Tekst strony
=-=-=

Opowiadanie nasycone jest ciekawym, bardzo klimatycznym nastrojem. Widzimy ganek domu, nocą, z okien pada wątłe światło, mężczyzna na ganku opowiada o wojnie, drzewa lekko szumią, las spowity jest mrokiem i ciszą, przydaje całości atmosfery grozy. W trakcie czytania bardzo chciałam poznać tajemnicę owego dziwnego mężczyzny. Czy została ona do końca wyjaśniona? Czy wycie dochodzące zza muru to faktycznie – jak przypuszczała kobieta – wilkołaki? Istnieją? I co wspólnego ma z nimi gospodarz, którego odwiedził dostawca?

Opowiadanie nie jest zbyt długie, ma nieco ponad dwadzieścia stron, warto się w nie zagłębić, ponieważ nie ma w nim zbędnych zdań, od początku do końca przykuwa uwagę i trudno się od niego oderwać. Zapachniało lekko starym, przyjemnym stylem Jamesa Herberta i jego “Ciemnością” czy “Księżycem”. Wprawdzie to stare dzieje, ale mam do nich ogromny sentyment.

Stopniowane napięcie, nietuzinkowi bohaterowie, na przedstawienie których autorka miała przecież bardzo niewiele miejsca i czasu, a jednak wzbudzają w czytelniku ciekawość. Sama historia, mniej zawiła niż się nam z początku wydaje, mocno przykuwa uwagę.

Ostatnie opowiadanie tomu, pt.:”Sama jasność”, nasunęło mi skojarzenie z filmem “Diabelskie nasienie”. Bohaterką opowiadania jest młoda dziewczyna, żyjąca w świecie przyszłości. Całym jej mieszkaniem rządzą komputery i urządzenia elektroniczne, sterujące dosłownie wszystkim. Budzik, łóżko, prysznic, nawet poranna gimnastyka i dieta zależne są od komputerów. Dawniej dziewczyna pracowała, dużo się śmiała, wychodziła z domu, miała chłopaka i była szczęśliwa. Dzisiaj, całkowicie uzależniona od głównego komputera – naczelnego – pracuje w domu, ponieważ jej komputer dogadał się z tym w pracy i uzgodnił, że tak właśnie ma być, nie ma już chłopaka, ponieważ automat odźwierny (na polecenie naczelnego) na wszelkie wizyty odpowiadał, że nikogo nie ma w domu. Mieszkanie jest sterylne i błyszczące, choć dziewczyna woli głębokie kolory i nie znosi lśniących przedmiotów, na dodatek komputer przestał reagować na polecenia słowne. Nasza bohaterka zaczyna się zastanawiać, czy przypadkiem się nie popsuł, a kiedy nagle odkrywa, że automaty chcą ją zniszczyć, zarówno psychicznie, jak i fizycznie, postanawia z nimi walczyć. Tylko jak, skoro nie może wyjść z domu, a one sterują wszystkimi urządzeniami w domu? Czy jej się uda? Czy też wygrają komputery? No i dlaczego właściwie naczelny postanowił się jej pozbyć? Czym mu zagrażała?

=-=-=

Dane wejściowe

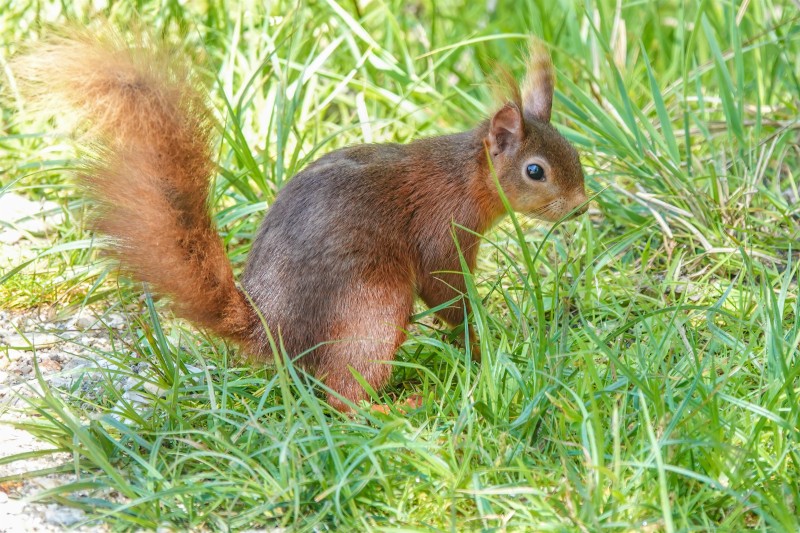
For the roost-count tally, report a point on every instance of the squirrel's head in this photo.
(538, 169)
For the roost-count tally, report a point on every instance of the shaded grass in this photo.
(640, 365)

=-=-=

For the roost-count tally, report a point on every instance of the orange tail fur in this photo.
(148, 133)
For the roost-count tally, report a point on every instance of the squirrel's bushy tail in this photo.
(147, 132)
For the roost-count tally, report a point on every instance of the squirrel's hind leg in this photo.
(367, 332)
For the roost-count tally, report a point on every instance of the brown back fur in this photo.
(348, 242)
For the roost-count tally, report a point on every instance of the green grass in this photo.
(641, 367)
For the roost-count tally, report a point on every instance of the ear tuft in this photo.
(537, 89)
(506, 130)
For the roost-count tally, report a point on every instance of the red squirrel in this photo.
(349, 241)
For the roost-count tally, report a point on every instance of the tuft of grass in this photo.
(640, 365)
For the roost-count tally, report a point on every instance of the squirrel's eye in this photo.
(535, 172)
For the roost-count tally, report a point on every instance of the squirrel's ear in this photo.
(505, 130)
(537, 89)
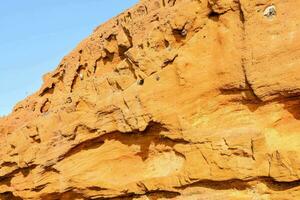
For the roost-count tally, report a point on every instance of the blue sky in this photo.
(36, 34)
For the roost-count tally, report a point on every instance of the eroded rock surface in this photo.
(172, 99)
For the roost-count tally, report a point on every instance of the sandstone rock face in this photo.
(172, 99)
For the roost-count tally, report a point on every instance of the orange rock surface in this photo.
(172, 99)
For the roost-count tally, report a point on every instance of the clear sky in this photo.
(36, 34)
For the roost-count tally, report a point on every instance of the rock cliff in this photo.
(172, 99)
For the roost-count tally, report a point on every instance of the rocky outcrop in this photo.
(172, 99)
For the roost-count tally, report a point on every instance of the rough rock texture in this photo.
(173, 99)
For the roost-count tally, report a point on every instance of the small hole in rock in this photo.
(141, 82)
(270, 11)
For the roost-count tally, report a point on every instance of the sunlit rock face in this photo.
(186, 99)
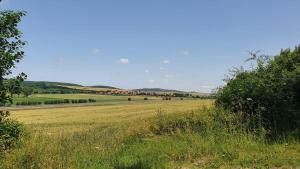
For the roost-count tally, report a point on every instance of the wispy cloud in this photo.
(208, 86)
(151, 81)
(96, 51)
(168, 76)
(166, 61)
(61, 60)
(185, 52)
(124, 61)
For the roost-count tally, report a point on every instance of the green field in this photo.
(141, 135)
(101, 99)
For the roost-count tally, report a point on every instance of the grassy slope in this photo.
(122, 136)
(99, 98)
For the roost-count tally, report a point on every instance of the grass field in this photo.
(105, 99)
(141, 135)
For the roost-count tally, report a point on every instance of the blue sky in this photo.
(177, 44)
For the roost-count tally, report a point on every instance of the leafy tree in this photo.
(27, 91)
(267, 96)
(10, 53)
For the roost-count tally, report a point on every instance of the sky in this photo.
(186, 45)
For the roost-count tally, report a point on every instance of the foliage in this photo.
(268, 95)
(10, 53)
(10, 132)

=-=-=

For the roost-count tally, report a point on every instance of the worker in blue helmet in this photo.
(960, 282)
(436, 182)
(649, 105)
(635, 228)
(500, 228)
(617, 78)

=-=-=

Polecenie do wykonania
Przepisz bez żadnych zmian fragment tekstu strony, który zaczyna się od słów „Opowiadanie nie jest”, a kończy na słowach „mocno przykuwa uwagę.”. Wiersze z danymi nie są potrzebne do wykonania tego polecenia.

Rozwiązane zadanie
Opowiadanie nie jest zbyt długie, ma nieco ponad dwadzieścia stron, warto się w nie zagłębić, ponieważ nie ma w nim zbędnych zdań, od początku do końca przykuwa uwagę i trudno się od niego oderwać. Zapachniało lekko starym, przyjemnym stylem Jamesa Herberta i jego “Ciemnością” czy “Księżycem”. Wprawdzie to stare dzieje, ale mam do nich ogromny sentyment.

Stopniowane napięcie, nietuzinkowi bohaterowie, na przedstawienie których autorka miała przecież bardzo niewiele miejsca i czasu, a jednak wzbudzają w czytelniku ciekawość. Sama historia, mniej zawiła niż się nam z początku wydaje, mocno przykuwa uwagę.